---------- GIVEN DATA ----------

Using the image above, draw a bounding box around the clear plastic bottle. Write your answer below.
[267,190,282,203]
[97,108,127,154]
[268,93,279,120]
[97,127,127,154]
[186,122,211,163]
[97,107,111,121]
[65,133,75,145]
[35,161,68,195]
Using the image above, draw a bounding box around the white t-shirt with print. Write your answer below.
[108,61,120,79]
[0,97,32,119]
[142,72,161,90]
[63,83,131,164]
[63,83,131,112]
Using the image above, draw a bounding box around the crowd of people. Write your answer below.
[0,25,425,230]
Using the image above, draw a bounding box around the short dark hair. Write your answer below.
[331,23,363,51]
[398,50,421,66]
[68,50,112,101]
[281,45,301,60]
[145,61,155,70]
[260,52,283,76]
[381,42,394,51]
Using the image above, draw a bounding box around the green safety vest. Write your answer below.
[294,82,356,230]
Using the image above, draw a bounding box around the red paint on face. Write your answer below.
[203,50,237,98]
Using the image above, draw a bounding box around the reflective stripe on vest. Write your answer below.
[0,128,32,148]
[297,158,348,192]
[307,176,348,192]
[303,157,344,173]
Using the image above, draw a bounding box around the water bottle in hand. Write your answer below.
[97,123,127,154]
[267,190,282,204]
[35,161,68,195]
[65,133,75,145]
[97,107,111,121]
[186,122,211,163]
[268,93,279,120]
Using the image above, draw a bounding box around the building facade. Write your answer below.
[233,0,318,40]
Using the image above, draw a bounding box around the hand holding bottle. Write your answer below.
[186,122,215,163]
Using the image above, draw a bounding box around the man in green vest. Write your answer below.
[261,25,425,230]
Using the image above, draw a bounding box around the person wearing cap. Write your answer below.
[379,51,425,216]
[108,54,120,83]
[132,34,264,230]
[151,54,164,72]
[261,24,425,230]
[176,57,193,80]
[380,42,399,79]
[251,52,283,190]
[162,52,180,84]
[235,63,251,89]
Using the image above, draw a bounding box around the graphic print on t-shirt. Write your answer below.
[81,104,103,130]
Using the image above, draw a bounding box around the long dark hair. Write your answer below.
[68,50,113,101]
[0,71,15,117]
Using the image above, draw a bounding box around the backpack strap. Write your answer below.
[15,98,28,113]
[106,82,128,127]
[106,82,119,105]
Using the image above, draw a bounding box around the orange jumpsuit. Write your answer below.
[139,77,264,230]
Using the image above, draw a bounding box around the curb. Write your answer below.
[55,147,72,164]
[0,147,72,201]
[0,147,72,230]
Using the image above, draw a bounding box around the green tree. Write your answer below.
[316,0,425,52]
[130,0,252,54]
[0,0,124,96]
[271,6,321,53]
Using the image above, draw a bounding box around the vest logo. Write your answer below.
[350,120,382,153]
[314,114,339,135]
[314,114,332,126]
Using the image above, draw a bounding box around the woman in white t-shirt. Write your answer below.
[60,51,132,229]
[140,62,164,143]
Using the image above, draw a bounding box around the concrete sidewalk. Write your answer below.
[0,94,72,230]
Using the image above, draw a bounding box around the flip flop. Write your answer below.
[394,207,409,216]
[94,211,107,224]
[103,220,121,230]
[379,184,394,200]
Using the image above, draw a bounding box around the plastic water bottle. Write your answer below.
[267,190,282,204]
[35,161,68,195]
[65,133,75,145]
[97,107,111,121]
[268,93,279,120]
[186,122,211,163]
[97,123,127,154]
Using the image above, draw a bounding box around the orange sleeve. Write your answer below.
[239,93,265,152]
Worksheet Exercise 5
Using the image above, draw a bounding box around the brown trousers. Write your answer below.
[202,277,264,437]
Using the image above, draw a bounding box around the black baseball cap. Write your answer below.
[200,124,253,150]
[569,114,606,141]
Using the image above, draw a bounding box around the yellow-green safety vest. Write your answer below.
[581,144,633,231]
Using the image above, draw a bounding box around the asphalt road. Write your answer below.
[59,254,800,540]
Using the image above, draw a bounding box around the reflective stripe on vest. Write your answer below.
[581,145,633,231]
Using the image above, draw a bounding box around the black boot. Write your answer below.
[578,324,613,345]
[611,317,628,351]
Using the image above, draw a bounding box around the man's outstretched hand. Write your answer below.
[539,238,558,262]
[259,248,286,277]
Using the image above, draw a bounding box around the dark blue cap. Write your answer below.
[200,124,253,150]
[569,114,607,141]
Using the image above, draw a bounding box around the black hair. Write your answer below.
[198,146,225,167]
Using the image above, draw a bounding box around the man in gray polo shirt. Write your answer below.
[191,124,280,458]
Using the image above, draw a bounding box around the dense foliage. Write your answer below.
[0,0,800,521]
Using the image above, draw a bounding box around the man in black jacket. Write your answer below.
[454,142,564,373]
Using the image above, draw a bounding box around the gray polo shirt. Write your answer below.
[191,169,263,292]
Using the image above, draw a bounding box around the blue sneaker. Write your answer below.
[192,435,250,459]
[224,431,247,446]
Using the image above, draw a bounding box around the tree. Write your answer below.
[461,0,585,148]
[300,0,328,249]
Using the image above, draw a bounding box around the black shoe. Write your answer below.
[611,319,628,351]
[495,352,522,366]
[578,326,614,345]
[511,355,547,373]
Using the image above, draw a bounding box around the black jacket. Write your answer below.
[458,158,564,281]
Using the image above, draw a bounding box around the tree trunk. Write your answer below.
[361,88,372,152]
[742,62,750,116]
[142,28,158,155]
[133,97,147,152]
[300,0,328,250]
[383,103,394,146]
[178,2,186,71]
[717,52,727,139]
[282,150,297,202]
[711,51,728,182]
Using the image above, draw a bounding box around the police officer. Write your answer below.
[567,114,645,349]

----------

• EXERCISE TASK: Please give all of the records above as a CSV with two columns, "prompt" and "boxes", one row per record. Put each record's text and its answer in their own quoted field, with line breaks replaced by spaces.

• WRITTEN RESPONSE:
prompt,boxes
"Using the image above, draw a bounding box around the clear plastic bottle. Write your answer below.","[267,190,282,203] [97,108,127,154] [268,93,279,120] [97,127,127,154] [186,122,211,163] [97,107,111,121] [65,133,75,145] [35,161,68,195]"
"Using the image above, draw a bounding box around the white t-shirt with print. Write your answer below.","[108,61,120,79] [0,97,32,119] [142,72,161,90] [63,83,131,164] [63,83,131,112]"
"Using the image above, draw a bounding box around the crowd of people. Write your answer below.","[0,25,425,230]"
"Using the image above, draw a bounding box around the short dark hair. Write your answer below.","[331,23,363,51] [398,50,421,66] [68,50,112,101] [281,45,301,60] [145,61,155,70] [260,52,283,76] [381,42,394,51]"
"Using the image above, draw a bounding box around the green safety vest. Write your answer below.","[294,82,356,230]"
"Using the image above, draw a bounding box around the red paint on face. Write your answer below.","[203,50,237,98]"
"Using the image above, draw a bounding box around the reflective stripe on vest. Write your answer below.","[0,128,32,148] [297,158,348,192] [307,176,348,192] [303,157,344,173]"
"Using the image above, draw a bounding box around the water bottle in hand. Write your answer below.","[97,123,127,154] [267,190,282,204] [35,161,68,195] [65,133,75,145] [97,107,111,121] [186,122,211,163] [268,93,279,120]"
"Using the image above, draw a bounding box around the building facade. Write your answer below.","[233,0,318,40]"
"Using the image above, draw a bounding box around the hand holding bottle. Write your answer below.","[186,122,215,163]"
"Using the image above, draw a bounding box around the man in green vest. Write your answer below.","[261,25,425,230]"
"Using the image above, draw a bounding box around the person wearing cap. Write your answer below.","[379,51,425,216] [108,54,120,83] [132,34,264,230] [151,54,164,72] [261,24,425,230] [176,57,193,80] [380,42,399,79] [251,52,283,190] [162,52,180,84] [235,63,251,89]"
"Using the image above, draw a bounding box around the graphic print on t-shirt. Write your answer below.","[81,104,103,130]"
"Using the image above, draw a bounding box around the long dark hair. Write your answer below.","[68,50,113,101] [0,71,15,117]"
"Using the image above, draw a bounding box around the backpack strap. Write your answer below.","[15,98,28,113] [106,82,128,127] [106,82,119,105]"
"Using the image above, draw a bounding box around the orange jumpsuit. Write your answer below.","[139,77,264,230]"
"Using the image above, draw a bounding box around the curb. Write your answer below.","[55,147,72,164] [0,147,72,201] [0,147,72,230]"
"Using the image above, draw a bounding box around the green tree. Write your answer below.","[316,0,425,52] [130,0,252,54] [0,0,124,96] [271,6,321,53]"
"Using the image above, draw a bounding box around the vest logo. Write your answer below.","[350,120,382,153] [314,114,339,135] [314,114,332,126]"
"Using the image above, draw a bounding box around the woman in white t-shirt. Write your answer below.","[60,51,132,229] [140,62,164,143]"
"Using the image above, draw a bounding box around the concrete sidewalk. Write your answer below.","[0,94,72,230]"
"Using the image above, draw a bounding box around the flip flop. Write your answer below.","[394,207,409,216] [94,211,107,224] [103,220,121,230] [379,184,394,200]"
"Using the image above, draw a bounding box around the plastic water bottle. Write your answer below.","[267,190,282,204] [35,161,68,195] [65,133,75,145] [97,107,111,121] [268,93,279,120] [186,122,211,163] [97,123,127,154]"
"Using the image above, draw a bounding box around the orange sleeve. Write your answer below.","[239,93,265,152]"
"Worksheet Exercise 5 Using the image above, draw a bounding box around the brown trousers. Write your answer below.","[202,277,264,437]"
"Using the image above, draw a bounding box around the black baseball cap. Write your answer below.","[200,124,253,150] [569,114,606,141]"
"Using the image above, draw a bounding box around the yellow-green safety vest. Write your answer below.","[581,144,633,231]"
"Using the image above, draw a bounding box around the asphalt road. Write your answer below.","[59,254,800,540]"
"Using the image above, draw a bounding box around the reflective stripe on vest. Write your answer below.","[581,145,633,231]"
"Using the image above, draw a bounding box around the black boot. Write your answer below.","[578,324,613,345] [611,317,628,351]"
"Using the image above, draw a bounding box around the man's outstretched hand. Write your answer below.","[539,238,558,262] [259,248,286,277]"
"Using the image above, draw a bounding box around the dark blue cap. Write your answer below.","[200,124,253,150] [569,114,607,141]"
"Using the image above, draw a bounding box around the black hair. Write your answer below.","[198,146,225,167]"
"Using the image above, draw a bounding box around the man in gray polo shirt. Write your answer below.","[191,124,280,458]"
"Using the image above, draw a bounding box around the dense foliage. Write your answer below.","[0,0,800,521]"
"Using the image above, draw a bounding box around the man in black jacket. Write your answer below.","[454,142,564,373]"
"Using the image above, draw a bounding box around the gray polo shirt. Write your answer below.","[191,169,263,292]"
"Using the image above, draw a bounding box around the blue sneaker. Write your answer below.","[192,435,250,459] [224,431,247,446]"
"Using the image above, draw a bounding box around the tree. Write your answer below.","[461,0,585,148] [300,0,328,249]"
"Using the image above, draw a bounding box around the black shoe. Write your answer below.","[611,319,628,351] [495,352,522,366] [578,326,614,345] [511,355,547,373]"
"Using the image above, draw a bounding box around the black jacket. Write your answer below.","[458,158,564,281]"
"Using the image above, draw a bounding box around the tree trunk. Write your answer below.","[361,88,372,152] [742,62,750,116] [142,28,158,155] [133,97,147,152] [300,0,328,250] [383,103,394,146] [178,2,186,71] [717,52,727,139] [282,150,297,202] [711,51,728,182]"
"Using the image above, draw a bounding box around the police officer. Write your answer below.","[567,114,645,349]"